Créationnisme, croyances complotistes, occultisme, fake-news, défiance envers la science… Fin 2022, l’Ifop a réalisé une enquête auprès des jeunes français (11-24 ans) pour mesurer leur porosité aux contre-vérités scientifiques au regard de leur usage des réseaux sociaux, pour les fondations Reboot et Jean-Jaurès. Les résultats ont de quoi interpeler. L’Académie des sciences fait le point avec Serge Abiteboul, académicien, directeur de recherche à l’Inria (Institut national de recherche en sciences et technologies du numérique) et à l’ENS et membre du collège de l’Arcep (Autorité de régulation des communications électroniques, des postes et de la distribution de la presse).

» **PROBLÈME POSÉ 1**: Filtrez les enregistrements ci-dessous en recopiant chaque ligne qui contient la chaîne « sand ». La casse compte.

» **ENREGISTREMENTS FOURNIS**:
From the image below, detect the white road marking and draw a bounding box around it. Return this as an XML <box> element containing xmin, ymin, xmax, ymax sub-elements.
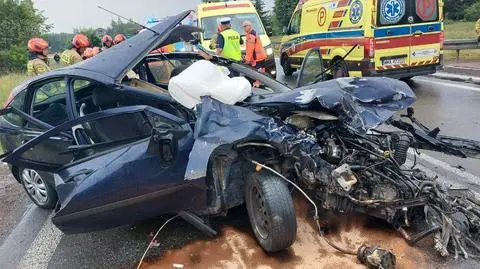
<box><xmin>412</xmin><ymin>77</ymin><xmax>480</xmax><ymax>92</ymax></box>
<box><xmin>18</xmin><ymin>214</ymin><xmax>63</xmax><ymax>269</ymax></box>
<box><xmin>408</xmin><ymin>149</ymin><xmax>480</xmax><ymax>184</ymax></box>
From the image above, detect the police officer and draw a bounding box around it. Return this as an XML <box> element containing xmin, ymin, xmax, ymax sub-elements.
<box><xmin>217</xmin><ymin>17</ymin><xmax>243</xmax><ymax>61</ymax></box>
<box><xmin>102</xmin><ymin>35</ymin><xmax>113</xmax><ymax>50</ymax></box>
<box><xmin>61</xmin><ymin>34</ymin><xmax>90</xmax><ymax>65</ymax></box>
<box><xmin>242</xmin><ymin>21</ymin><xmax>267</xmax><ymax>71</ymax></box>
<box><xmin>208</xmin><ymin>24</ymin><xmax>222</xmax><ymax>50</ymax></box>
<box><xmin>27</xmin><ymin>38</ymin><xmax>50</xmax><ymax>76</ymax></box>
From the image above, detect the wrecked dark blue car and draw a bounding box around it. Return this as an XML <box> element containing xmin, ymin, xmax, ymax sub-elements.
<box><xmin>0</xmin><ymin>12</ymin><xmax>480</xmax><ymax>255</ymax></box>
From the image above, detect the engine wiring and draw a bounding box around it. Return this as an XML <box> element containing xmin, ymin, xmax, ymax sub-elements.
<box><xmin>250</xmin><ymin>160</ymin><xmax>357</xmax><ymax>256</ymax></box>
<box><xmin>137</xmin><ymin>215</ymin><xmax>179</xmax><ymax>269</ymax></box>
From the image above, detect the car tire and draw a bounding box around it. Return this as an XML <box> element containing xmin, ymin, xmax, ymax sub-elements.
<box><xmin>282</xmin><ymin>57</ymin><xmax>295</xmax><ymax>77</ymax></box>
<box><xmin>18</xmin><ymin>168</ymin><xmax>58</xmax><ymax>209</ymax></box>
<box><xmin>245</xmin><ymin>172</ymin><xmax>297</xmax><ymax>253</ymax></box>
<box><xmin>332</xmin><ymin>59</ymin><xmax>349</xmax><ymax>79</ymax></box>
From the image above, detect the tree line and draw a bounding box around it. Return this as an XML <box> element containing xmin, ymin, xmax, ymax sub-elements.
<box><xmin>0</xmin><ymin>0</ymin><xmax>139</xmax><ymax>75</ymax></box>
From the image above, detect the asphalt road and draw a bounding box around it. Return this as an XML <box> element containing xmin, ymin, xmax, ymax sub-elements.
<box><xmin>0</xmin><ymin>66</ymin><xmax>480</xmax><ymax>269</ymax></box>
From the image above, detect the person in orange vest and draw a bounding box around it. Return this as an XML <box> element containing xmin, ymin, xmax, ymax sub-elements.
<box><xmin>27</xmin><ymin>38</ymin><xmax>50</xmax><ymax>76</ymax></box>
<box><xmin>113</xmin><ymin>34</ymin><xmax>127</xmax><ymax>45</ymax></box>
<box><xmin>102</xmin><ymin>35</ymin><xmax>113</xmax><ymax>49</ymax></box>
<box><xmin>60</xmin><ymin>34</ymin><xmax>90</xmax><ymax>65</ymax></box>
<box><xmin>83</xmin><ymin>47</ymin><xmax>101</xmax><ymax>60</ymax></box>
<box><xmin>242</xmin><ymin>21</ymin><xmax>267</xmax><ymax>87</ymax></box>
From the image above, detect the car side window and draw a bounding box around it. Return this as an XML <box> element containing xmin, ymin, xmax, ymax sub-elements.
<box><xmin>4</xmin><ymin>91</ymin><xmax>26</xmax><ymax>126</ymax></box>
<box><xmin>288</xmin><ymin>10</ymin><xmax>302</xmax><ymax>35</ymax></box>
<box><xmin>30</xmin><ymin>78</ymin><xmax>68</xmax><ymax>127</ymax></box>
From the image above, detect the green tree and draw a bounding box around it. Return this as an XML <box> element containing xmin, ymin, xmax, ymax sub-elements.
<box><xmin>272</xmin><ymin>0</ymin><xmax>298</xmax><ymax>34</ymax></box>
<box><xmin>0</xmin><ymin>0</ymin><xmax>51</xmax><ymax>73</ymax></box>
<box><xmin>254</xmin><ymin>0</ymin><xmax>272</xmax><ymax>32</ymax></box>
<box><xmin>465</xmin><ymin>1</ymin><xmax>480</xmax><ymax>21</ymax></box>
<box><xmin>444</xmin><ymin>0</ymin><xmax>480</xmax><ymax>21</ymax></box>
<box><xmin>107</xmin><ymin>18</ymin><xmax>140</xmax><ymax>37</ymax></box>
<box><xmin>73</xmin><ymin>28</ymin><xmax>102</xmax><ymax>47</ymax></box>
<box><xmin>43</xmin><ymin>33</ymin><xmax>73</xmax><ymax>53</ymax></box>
--
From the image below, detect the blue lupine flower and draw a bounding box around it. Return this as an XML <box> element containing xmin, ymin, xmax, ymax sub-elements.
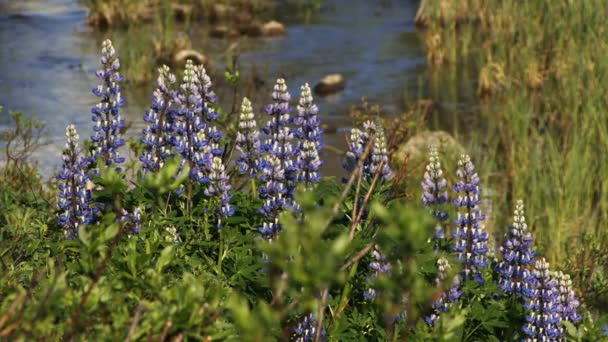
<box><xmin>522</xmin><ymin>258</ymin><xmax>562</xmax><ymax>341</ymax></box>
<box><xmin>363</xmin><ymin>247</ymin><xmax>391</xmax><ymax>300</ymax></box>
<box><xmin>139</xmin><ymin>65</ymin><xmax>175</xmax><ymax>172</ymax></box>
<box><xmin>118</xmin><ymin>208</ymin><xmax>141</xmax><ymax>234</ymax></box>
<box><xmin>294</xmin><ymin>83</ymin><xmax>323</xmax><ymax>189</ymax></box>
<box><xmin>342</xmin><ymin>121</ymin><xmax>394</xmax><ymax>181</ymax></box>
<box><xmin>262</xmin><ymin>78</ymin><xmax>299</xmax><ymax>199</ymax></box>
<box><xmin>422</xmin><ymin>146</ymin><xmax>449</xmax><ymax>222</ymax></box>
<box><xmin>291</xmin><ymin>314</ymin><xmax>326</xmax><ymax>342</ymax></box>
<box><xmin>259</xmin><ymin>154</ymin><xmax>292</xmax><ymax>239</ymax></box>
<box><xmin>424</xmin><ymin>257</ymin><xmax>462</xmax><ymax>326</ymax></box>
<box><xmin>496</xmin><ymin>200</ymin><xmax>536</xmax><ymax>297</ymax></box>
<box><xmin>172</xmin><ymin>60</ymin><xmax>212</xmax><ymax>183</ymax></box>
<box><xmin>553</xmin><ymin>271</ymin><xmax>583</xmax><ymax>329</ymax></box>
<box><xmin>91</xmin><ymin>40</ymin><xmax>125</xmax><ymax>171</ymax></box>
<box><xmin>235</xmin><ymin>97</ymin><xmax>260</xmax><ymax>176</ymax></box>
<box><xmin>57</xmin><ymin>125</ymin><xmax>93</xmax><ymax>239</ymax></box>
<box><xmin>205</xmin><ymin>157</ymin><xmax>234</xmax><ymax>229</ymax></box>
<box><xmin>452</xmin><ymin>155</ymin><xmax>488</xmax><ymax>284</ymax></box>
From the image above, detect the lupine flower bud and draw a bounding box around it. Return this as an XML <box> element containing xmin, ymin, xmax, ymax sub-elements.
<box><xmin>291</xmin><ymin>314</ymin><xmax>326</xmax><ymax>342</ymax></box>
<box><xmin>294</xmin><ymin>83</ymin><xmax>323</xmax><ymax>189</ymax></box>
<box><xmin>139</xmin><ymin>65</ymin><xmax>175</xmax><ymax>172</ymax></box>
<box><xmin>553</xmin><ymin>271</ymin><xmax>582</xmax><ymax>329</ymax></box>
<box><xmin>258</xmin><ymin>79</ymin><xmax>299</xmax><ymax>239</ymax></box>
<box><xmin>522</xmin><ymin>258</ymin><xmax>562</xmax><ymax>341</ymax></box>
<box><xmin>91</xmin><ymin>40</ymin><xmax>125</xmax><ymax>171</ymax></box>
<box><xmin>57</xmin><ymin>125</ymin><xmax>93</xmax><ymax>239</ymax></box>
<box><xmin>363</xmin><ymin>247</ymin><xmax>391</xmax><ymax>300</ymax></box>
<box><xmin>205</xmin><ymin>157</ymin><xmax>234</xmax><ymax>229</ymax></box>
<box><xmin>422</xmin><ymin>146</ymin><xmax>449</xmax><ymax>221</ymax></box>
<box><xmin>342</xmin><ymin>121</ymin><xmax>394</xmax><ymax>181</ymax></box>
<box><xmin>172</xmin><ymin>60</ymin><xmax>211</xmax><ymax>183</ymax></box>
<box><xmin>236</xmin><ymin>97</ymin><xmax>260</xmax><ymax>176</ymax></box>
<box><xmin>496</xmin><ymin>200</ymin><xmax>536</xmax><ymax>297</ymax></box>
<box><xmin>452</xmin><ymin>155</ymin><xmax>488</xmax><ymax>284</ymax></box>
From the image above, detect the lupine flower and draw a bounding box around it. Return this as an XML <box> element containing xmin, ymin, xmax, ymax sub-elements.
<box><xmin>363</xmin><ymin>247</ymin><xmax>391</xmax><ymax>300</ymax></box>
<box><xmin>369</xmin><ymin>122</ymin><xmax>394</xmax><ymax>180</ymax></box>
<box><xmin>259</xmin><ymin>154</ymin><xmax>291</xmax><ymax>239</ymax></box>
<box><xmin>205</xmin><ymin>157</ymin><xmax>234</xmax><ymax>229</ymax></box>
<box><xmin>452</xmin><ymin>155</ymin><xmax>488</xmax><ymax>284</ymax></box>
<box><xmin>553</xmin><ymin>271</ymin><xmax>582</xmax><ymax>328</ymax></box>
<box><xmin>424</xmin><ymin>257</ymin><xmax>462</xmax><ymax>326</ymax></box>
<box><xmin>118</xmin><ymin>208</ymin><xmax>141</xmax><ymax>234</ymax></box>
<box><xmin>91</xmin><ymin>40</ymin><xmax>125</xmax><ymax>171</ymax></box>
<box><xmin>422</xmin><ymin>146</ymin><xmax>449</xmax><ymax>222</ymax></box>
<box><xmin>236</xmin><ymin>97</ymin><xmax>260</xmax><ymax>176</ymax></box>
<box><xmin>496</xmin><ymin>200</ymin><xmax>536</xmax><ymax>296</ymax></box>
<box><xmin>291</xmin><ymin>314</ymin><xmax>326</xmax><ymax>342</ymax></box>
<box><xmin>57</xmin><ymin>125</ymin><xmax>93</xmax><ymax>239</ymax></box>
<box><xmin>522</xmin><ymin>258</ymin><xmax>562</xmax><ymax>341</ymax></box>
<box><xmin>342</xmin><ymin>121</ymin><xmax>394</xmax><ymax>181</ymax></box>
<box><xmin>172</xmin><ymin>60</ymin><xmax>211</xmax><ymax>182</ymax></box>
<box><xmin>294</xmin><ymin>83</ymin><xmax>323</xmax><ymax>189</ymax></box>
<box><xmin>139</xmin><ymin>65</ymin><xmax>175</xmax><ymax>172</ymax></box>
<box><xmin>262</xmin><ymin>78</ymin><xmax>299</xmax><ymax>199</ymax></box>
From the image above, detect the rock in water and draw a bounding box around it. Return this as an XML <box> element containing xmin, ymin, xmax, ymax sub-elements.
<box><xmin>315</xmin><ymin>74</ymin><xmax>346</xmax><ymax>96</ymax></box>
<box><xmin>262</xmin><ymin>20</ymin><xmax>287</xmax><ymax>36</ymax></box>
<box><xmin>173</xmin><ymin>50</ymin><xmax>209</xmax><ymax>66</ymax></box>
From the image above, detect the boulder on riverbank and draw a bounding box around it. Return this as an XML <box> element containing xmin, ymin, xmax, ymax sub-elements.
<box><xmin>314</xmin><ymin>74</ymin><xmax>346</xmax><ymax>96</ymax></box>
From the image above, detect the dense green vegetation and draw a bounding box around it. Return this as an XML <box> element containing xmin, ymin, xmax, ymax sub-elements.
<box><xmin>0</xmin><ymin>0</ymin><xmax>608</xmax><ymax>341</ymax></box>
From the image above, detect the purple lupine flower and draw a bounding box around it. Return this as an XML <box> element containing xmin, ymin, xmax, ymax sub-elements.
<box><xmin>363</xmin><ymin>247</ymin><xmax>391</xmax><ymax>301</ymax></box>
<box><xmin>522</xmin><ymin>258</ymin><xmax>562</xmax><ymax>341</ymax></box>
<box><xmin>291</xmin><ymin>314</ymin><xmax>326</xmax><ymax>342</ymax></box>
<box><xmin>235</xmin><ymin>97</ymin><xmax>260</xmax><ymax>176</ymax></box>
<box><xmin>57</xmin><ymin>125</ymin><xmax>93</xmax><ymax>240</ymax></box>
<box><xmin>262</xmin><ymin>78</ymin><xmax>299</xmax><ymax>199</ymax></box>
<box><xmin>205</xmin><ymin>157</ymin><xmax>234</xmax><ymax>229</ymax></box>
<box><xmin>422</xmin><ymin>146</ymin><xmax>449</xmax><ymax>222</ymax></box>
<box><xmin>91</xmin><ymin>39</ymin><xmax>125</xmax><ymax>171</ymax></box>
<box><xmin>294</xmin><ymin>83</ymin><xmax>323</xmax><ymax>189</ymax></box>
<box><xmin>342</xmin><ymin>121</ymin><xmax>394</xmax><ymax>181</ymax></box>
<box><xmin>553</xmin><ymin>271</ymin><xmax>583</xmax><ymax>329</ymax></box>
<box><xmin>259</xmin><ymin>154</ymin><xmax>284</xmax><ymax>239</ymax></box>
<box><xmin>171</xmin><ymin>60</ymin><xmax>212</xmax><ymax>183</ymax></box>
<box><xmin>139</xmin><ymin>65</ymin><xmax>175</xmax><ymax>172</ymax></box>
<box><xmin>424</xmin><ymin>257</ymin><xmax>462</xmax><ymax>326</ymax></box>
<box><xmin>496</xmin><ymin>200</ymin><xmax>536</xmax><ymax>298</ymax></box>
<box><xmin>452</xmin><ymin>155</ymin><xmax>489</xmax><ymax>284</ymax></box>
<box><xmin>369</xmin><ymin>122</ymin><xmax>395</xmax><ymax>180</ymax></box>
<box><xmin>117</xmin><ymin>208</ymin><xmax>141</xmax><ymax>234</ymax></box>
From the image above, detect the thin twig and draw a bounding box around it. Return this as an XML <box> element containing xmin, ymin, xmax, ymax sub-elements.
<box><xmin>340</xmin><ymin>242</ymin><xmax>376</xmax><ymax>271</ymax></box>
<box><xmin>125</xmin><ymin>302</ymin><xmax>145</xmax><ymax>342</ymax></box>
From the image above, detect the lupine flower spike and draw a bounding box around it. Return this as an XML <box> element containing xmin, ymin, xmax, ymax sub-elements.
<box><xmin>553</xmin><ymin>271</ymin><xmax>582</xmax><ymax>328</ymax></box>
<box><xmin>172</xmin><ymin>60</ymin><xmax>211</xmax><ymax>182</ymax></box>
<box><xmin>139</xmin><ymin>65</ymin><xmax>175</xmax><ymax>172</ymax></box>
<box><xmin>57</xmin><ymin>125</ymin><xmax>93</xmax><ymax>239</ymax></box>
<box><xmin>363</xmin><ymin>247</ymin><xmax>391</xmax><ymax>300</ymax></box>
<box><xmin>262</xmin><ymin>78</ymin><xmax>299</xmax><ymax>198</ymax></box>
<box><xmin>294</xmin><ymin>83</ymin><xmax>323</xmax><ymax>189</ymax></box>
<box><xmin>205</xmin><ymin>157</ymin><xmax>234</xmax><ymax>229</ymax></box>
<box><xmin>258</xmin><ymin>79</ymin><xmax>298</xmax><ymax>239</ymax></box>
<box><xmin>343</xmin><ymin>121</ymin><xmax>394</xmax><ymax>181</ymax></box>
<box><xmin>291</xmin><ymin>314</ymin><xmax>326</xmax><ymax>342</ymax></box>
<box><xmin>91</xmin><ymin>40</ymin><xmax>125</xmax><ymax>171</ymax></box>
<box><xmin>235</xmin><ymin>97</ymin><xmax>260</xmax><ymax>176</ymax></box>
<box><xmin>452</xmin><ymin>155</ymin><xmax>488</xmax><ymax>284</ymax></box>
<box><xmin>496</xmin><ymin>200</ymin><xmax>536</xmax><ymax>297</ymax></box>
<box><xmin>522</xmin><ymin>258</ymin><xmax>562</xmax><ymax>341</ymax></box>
---
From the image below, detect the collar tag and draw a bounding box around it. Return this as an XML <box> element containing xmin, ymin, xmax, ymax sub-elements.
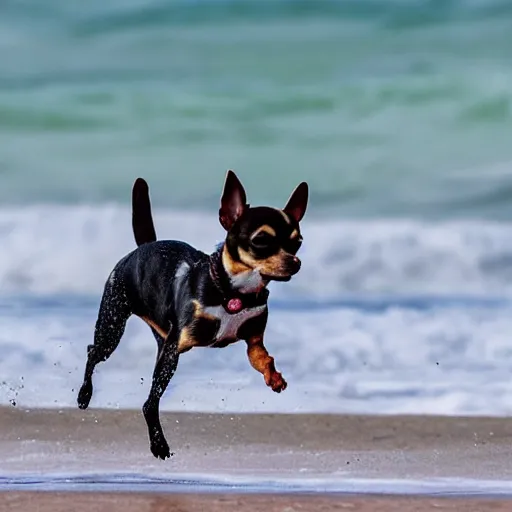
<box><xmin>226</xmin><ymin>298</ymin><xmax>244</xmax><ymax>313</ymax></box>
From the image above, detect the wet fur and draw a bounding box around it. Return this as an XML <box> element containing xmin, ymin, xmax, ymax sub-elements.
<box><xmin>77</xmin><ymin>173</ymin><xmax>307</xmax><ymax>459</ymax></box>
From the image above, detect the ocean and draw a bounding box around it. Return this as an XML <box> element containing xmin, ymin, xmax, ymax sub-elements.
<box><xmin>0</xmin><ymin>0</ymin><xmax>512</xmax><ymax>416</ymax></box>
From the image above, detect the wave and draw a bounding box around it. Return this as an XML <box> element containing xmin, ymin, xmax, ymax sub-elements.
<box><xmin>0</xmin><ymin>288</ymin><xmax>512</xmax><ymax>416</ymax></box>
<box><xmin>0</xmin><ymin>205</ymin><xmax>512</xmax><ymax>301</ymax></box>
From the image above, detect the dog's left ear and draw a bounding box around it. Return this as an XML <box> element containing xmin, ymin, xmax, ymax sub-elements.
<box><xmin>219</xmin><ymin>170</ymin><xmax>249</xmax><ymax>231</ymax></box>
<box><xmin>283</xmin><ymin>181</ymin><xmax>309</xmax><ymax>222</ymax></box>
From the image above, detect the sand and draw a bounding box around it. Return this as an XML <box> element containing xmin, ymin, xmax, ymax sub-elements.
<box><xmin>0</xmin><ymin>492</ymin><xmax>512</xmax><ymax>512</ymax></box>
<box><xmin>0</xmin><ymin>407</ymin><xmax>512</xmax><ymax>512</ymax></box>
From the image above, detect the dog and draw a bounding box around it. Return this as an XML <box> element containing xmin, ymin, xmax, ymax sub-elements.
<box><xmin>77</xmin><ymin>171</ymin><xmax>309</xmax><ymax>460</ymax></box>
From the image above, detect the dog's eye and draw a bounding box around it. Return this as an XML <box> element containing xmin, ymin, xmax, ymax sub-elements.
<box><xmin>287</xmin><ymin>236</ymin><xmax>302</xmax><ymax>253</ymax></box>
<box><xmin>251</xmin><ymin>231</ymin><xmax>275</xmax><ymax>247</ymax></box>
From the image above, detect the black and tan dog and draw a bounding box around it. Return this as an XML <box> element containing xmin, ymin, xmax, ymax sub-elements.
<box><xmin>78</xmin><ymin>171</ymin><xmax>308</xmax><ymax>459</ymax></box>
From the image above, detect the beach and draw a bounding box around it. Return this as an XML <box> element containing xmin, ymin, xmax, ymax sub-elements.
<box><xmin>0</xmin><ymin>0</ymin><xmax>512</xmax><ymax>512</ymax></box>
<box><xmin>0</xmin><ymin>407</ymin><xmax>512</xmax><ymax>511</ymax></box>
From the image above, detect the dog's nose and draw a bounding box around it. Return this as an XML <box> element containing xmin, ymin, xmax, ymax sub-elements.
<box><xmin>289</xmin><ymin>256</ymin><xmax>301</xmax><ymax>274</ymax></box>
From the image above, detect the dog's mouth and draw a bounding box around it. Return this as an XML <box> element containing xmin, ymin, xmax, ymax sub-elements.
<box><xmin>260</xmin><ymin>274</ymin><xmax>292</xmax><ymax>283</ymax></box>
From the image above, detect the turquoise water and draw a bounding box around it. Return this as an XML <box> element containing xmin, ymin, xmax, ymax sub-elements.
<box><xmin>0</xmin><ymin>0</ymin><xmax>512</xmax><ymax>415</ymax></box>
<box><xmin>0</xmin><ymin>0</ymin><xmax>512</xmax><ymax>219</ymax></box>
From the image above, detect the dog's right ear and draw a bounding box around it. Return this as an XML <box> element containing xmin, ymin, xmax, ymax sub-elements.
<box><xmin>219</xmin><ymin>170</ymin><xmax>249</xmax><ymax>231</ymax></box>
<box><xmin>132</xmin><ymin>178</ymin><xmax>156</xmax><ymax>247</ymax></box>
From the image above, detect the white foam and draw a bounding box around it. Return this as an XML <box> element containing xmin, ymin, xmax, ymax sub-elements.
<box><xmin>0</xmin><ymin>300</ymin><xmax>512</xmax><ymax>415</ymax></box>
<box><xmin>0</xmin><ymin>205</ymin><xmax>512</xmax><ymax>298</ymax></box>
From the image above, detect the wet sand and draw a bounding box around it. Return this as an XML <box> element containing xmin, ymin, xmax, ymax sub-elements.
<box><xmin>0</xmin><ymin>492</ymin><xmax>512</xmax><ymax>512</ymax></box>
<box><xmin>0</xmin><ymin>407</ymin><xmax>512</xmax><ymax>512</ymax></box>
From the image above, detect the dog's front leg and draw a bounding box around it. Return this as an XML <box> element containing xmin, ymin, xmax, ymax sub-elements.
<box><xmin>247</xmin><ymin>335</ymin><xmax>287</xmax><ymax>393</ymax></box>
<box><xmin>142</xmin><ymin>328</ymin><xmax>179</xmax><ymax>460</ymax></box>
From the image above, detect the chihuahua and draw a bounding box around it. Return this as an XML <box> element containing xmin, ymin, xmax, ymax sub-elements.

» **PROBLÈME POSÉ 2**: Écrivez la suite du texte sur l'enquête de l'Ifop consacrée aux jeunes et aux contre-vérités scientifiques, en reprenant après sa dernière phrase.

» **RÉSULTAT 1**:
From the image above, detect the sand and draw a bounding box around it. Return this as an XML <box> element containing xmin, ymin, xmax, ymax sub-elements.
From the image above, detect the wet sand and draw a bounding box around it. Return this as an XML <box> element containing xmin, ymin, xmax, ymax sub-elements.

» **RÉSULTAT 2**:
Au fond, j’crois pas qu’la Terre est ronde
Alors qu’elle reste marginale chez les seniors (3%), l’idée que la Terre puisse être plate plutôt que ronde recueille, en France, un assentiment non négligeable de la part des 18-24 ans (1 sur 6 environ), pourtant tout juste sortis du système scolaire ou en passe de le faire. « Les jeunes sont avant tout ce que la société fait d’eux« , prévient Serge Abiteboul. C’est à elle de les aider à développer leur esprit critique, à prendre du recul par rapport aux informations qu’ils reçoivent. Et avec le numérique et l’explosion du nombre de contenus disponibles, c’est encore plus indispensable de savoir le faire. « Pour survivre dans ce tsunami informationnel, il faut développer son esprit critique, apprendre à choisir ce qu’on regarde et à en évaluer la qualité« .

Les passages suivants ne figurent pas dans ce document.